- **STUDY TEXT**:

This was the last conversation I had with my mother. Little did I know that within a week`s time our family would be huddled together around her grave at the Park Hill Cemetery.
The morning the call came that she was dead I did not know what to do. What I did do, before we left for my hometown, was to ask my neighbor to look out after the flowers until we returned. Then we drove to my hometown for that long hard trip of saying goodbye. The next few days were a blur. Planning a funeral, surrounded by family and friends through the years, visitation at the mortuary, the funeral itself on a hot July afternoon under a blue, blue Georgia sky. We returned weeks later and cleaned out her house, lovingly divided the belongings of eighty years, and sold the house where I was born.
We moved in late August. All our belongings were packed away into a moving van for that long trip from South Carolina to Tennessee. One of the last things I did was to walk across my back yard to our neighbor`s house to pick up the daisies. They had been well tended and they were flourishing.
I did not trust the movers with those plants, so I placed them in the car for the long drive. A week later, on a hot, August Sunday morning I planted those two plants in the side yard in my new home in Memphis, Tennessee. It was a painful time, planting those last flowers my mother had given me. When I finished I remember whispering a prayer: "Dear God, let them live. Let them live." That was in late August.

- **YOUR TASKS**:
(1) Answer these questions about the passage on planting the daisies:
(a) In which cemetery was the mother buried?
(b) What did the writer ask the neighbor to do before leaving for the hometown?
(c) In which city was the new home where the two plants went into the ground?
(2) Write out the portion of the passage on planting the daisies that begins at the words "This was the" and stops after "Park Hill Cemetery.".

- **RECORD EXTRACTS**:
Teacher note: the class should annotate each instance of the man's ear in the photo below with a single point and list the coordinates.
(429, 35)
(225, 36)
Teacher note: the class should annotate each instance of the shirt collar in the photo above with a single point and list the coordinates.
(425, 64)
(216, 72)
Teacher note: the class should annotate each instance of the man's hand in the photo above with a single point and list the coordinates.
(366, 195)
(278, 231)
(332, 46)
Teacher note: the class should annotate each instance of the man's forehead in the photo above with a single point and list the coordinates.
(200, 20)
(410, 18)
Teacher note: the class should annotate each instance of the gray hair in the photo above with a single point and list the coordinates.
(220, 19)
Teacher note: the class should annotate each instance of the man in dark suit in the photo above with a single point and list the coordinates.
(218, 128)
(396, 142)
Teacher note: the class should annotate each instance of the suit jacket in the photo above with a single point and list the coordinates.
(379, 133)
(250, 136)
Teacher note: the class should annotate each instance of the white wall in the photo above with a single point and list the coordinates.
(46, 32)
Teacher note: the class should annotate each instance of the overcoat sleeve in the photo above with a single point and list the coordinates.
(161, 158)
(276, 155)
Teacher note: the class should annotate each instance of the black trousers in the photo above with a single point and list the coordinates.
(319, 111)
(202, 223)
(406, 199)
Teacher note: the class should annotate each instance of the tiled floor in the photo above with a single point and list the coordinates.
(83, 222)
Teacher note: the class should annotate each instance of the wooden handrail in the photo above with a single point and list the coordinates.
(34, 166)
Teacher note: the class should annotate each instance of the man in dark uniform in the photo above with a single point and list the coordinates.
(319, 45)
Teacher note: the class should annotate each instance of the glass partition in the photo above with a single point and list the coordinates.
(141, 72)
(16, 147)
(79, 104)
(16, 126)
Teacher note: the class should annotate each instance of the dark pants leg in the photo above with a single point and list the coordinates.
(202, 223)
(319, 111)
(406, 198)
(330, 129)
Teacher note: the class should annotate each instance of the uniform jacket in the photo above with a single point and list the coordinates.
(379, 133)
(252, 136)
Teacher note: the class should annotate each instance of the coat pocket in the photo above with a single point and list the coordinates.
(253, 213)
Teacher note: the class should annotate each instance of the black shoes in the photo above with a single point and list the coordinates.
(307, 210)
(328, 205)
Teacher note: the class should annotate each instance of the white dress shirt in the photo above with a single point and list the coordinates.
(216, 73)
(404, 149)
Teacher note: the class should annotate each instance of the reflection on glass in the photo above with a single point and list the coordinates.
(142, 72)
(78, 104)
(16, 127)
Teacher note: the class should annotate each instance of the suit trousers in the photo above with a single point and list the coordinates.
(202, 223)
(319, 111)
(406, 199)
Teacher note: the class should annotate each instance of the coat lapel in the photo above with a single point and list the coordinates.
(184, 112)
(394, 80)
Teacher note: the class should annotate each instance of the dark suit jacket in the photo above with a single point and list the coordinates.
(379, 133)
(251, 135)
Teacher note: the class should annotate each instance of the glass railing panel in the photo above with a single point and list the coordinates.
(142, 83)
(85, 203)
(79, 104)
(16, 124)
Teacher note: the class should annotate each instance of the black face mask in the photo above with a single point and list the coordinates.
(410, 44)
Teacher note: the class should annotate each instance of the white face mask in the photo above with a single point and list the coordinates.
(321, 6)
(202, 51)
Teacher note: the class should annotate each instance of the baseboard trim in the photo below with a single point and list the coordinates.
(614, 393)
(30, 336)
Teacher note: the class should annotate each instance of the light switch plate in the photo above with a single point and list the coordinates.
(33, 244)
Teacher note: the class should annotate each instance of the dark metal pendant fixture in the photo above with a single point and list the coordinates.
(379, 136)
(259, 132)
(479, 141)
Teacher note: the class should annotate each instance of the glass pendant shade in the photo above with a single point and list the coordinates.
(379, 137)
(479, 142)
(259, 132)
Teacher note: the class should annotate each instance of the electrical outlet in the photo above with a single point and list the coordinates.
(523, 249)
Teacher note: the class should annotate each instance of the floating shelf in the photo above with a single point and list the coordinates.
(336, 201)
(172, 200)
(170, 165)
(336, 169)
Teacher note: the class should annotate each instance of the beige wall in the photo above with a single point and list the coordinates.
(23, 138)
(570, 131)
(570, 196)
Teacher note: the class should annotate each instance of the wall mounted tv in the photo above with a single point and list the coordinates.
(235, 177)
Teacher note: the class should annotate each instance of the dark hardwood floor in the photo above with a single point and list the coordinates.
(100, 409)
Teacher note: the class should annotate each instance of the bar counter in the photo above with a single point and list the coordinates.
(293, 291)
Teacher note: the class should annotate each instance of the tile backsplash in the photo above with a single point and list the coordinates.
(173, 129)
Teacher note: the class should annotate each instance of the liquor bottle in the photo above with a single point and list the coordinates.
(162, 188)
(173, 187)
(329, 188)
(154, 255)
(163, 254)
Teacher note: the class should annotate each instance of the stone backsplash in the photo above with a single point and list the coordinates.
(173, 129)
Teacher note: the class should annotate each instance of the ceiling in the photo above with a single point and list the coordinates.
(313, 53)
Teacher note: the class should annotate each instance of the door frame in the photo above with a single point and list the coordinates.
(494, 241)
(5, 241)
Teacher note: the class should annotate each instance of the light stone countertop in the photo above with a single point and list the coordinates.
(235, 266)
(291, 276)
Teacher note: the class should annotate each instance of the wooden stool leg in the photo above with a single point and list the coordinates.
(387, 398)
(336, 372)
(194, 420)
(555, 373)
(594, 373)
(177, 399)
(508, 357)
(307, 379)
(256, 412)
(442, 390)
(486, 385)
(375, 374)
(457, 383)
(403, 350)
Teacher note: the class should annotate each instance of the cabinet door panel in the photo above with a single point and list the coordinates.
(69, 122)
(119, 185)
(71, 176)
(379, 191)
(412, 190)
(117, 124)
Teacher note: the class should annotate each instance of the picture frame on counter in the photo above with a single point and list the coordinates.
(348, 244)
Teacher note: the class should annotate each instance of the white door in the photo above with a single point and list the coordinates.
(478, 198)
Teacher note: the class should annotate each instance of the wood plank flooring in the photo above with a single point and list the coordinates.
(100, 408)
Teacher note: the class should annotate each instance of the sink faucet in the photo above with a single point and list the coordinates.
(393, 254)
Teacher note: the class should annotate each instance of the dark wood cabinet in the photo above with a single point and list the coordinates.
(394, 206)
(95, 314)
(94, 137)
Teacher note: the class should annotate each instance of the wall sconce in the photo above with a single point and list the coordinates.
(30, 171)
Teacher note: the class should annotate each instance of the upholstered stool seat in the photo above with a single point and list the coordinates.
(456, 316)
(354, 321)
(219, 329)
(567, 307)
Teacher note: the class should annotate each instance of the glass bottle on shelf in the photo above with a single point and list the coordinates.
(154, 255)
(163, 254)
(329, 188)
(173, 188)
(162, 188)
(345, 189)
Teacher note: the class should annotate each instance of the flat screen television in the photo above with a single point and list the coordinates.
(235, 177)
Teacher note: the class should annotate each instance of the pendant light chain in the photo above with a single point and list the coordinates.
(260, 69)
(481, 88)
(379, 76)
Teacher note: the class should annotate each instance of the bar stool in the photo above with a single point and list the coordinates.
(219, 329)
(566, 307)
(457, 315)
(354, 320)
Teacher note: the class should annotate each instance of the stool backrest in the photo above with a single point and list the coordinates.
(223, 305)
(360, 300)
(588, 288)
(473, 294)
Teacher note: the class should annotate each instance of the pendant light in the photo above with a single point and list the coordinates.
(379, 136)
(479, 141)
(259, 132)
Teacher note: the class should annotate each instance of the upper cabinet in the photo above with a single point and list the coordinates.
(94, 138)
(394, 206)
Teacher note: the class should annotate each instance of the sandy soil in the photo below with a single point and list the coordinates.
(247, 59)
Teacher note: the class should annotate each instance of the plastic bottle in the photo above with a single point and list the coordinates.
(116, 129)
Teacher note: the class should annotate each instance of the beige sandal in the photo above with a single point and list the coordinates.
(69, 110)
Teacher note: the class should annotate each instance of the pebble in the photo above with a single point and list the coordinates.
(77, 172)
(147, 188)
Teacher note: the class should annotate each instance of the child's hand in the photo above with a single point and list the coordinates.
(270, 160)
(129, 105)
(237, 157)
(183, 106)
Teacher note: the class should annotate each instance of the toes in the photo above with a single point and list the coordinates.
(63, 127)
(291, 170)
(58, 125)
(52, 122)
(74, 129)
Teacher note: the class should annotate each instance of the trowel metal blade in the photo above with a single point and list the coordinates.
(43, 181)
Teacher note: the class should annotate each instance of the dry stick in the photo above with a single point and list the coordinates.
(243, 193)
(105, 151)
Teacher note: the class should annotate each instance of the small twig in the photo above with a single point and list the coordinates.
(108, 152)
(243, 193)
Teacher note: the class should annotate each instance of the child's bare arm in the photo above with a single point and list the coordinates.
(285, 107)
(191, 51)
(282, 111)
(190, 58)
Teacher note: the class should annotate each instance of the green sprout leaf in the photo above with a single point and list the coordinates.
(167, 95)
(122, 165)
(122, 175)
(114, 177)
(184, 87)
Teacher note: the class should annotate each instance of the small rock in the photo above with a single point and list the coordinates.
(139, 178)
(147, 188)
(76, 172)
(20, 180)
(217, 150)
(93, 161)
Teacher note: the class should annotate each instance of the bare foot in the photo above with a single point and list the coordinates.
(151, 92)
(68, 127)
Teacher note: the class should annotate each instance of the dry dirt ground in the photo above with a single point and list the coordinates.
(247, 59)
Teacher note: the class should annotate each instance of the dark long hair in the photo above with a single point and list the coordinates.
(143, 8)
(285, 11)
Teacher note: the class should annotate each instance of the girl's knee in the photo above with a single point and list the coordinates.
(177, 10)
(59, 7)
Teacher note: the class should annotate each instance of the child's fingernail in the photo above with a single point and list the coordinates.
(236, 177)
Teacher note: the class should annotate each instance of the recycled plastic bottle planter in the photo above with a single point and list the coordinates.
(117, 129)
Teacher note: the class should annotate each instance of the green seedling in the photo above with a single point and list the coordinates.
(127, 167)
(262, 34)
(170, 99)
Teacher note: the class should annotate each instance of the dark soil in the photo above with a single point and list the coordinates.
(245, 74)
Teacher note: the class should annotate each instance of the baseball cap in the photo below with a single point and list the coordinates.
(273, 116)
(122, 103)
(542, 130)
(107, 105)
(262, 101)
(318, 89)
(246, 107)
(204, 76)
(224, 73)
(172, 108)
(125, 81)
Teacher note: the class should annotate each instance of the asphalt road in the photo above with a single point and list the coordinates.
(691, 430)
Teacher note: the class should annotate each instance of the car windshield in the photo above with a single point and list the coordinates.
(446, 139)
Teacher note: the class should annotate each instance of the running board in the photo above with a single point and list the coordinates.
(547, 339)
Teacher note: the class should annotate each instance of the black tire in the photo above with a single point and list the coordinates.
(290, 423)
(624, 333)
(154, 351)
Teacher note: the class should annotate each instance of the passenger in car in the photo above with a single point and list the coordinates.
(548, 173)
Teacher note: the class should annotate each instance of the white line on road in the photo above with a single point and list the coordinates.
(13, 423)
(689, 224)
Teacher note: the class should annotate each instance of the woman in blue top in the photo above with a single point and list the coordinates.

- **SOLUTIONS TO THE EXERCISE**:
(1)
(a) The Park Hill Cemetery.
(b) To look out after the flowers until they returned.
(c) Memphis, Tennessee.

(2)
This was the last conversation I had with my mother. Little did I know that within a week`s time our family would be huddled together around her grave at the Park Hill Cemetery.